- Task set -
1: According to the history passage, whose ship's cannonballs brought down the mast of the French flagship at Brest?
2: Using the history passage, explain why the Swiss take Locarno, Lugano, and Ossola.
3: Carry on the history passage from its last sentence.

- Provided passage -
[Start of section]

The Swiss take Locarno, Lugano, and Ossola as their reward for helping to drive the French out of Milan.
Pope Julius II strips Ferrara of Reggio and excommunicates Alfonso I d'Este for opposing him (see 1510; 1523). The pope demands that Florence oust its gonfalonier Piero di Tommaso Soderini and other leaders, permit the exiled Medici family to return, and enter the Holy League. A Spanish army forces the Florentines to submit, sacking Prato; Soderini is deposed and driven into exile (he takes refuge at Ragusa in Dalmatia), and Giuliano de' Medici, 33, returns with his family in September. Younger brother of the late Piero, he uses harsh measures to suppress a conspiracy against the Medicis (see religion, 1513).
Spanish troops conquer Navarre, annexing it to Castile and León.
An English naval force attacks the French fleet at Brest August 10; cannonballs from the heavy guns of Henry VIII's 3-year-old ship Mary Rose bring down the mast of the French flagship and inflict 300 casualties (see 1545).
Polish forces under the command of Jan Tarnowski defeat a Tatar army at Wishniowiec. Poland and Muscovy begin a 10-year war over the White Russian region (see 1514).
The Ottoman sultan Bayazid II is deposed by his Janissaries April 12 at age 65 and dies under suspicious circumstances. His 47-year-old eldest son has Bayazid's other sons strangled in November and will reign until 1520 as Selim I (the Grim), conquering Syria and Egypt and ending the Abbasid caliphate.
Golconda gains independence in India and will remain independent for 175 years.
The Songhai Empire's Mohammed I Askia conquers the Hausa states Kano, Katsina, and Zaria in West Africa (see 1493; 1517).

[End of section]

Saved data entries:
[Start of section]

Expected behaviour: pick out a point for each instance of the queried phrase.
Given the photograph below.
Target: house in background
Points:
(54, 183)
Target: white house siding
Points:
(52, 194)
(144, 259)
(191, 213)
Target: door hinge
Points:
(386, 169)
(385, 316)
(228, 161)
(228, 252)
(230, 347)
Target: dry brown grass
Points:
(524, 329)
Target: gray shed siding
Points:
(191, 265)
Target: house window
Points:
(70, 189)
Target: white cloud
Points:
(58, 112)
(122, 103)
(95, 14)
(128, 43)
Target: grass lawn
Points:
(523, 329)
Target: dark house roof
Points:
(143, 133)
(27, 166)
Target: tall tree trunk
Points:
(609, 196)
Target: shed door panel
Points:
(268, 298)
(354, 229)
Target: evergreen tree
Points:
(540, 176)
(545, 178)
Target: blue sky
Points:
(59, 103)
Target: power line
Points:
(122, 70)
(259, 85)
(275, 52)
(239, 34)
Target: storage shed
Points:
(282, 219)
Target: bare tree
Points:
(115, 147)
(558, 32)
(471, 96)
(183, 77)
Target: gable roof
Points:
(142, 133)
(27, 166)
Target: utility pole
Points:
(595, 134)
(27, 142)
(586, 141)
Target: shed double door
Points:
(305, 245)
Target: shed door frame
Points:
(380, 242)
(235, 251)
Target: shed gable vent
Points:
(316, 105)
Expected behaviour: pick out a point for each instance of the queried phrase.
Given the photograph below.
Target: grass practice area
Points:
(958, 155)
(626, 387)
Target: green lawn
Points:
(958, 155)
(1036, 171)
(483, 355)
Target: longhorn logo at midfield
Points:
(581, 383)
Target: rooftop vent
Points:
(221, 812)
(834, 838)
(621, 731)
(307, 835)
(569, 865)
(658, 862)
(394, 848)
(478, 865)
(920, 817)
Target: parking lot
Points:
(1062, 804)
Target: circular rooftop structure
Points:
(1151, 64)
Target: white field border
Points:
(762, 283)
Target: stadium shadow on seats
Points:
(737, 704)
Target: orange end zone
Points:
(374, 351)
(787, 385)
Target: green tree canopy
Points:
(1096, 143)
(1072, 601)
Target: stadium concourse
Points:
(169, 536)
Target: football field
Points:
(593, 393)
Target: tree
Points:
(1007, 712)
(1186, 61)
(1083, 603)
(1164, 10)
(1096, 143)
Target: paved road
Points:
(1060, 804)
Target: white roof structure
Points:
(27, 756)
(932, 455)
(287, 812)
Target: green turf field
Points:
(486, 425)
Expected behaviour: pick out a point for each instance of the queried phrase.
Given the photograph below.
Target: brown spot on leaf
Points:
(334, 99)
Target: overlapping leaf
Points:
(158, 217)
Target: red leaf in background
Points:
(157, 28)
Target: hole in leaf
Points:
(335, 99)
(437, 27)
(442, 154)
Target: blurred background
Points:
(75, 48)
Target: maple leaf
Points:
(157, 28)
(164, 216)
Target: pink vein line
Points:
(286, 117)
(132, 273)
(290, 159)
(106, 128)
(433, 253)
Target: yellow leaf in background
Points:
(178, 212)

[End of section]

- Responses to the exercise -
1: The cannonballs came from the heavy guns of Henry VIII's ship Mary Rose.

2: The Swiss take Locarno, Lugano, and Ossola as their reward for helping to drive the French out of Milan.

3:
Spanish colonists import black slaves into Hispaniola's western settlement to replace Indian slaves, who have died in great numbers from disease and from being worked to death in the Spaniards' quest for gold (see Ovando, 1503). By 1550 gold from the New World will be reaching Spain at the rate of 3,000 pounds per year (see Las Casas, 1516).
Burgos enacts laws December 27 protecting West Indian natives from abuse and authorizing use of black slaves.
Explorer Amerigo Vespucci dies at Seville at age 57, having served since 1508 as the city's master navigator (piloto mayor). While that position has been influential, Vespucci has had no idea that his great influence on history would be to have two continents bear his name.
Pope Julius II convenes a council at the Lateran to counter a Church council summoned at Pisa last year by France's Louis XII. The Lateran Council will remain in session until 1517, undertaking the first reforms of abuses in the Church of Rome (but see Luther, 1517).
France's Louis XII imposes a tax on converted Jews from the Spanish states and Portugal.
Painting: The Creation of Adam and TheProphet Jerome by Michelangelo for the Sistine Chapel at Rome; Madonna and Saints by Fra Bartolommeo.
The Newfoundland cod banks provide fish for English, French, Portuguese, and Dutch vessels whose sailors use the island as a base, drying the catch there for shipment back to Europe (see 1504).
Portuguese explorers find nutmeg trees to be indigenous to the island of Banda in the Moluccas. The Portuguese establish trading factories on islands such as Amboina, Ternate, and Tidore; they will dominate the nutmeg and mace trade until 1602, but natives of Sumatra and Java will resist their efforts to take over the lucrative pepper trade.